-- Start of DATA ROWS --

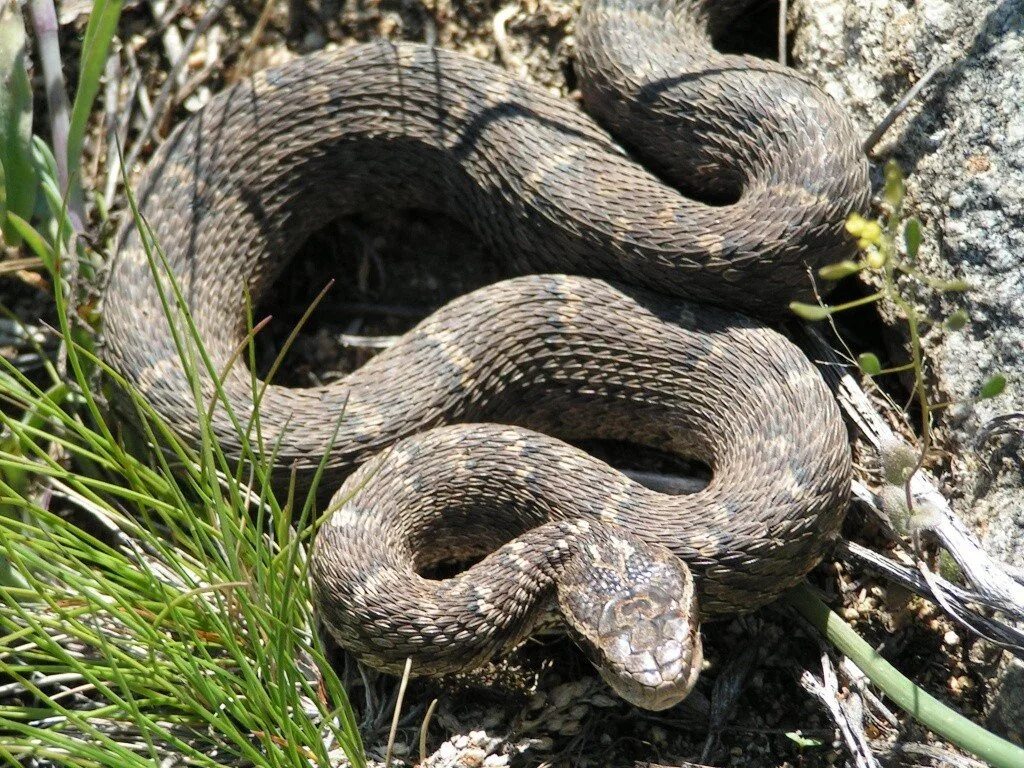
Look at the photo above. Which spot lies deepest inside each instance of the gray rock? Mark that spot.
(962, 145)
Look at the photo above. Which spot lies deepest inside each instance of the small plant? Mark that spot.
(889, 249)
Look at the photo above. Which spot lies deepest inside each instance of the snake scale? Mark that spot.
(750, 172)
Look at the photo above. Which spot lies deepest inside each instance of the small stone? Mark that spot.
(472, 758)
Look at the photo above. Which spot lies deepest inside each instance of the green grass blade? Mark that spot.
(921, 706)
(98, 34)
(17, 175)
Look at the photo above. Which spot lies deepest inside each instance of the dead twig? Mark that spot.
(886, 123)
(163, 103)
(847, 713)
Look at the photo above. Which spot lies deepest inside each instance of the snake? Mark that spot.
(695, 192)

-- End of DATA ROWS --
-- Start of DATA ROWS --

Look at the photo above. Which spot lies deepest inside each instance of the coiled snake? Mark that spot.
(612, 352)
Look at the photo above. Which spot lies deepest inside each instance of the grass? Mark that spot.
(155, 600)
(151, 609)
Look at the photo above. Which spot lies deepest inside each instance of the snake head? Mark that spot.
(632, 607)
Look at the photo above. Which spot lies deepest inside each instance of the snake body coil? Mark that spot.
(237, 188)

-- End of DATA ROWS --

WHAT IS ASKED: How many of the lines above contain the string "snake", matched with case counting? Give only the number.

FULL RESPONSE: 5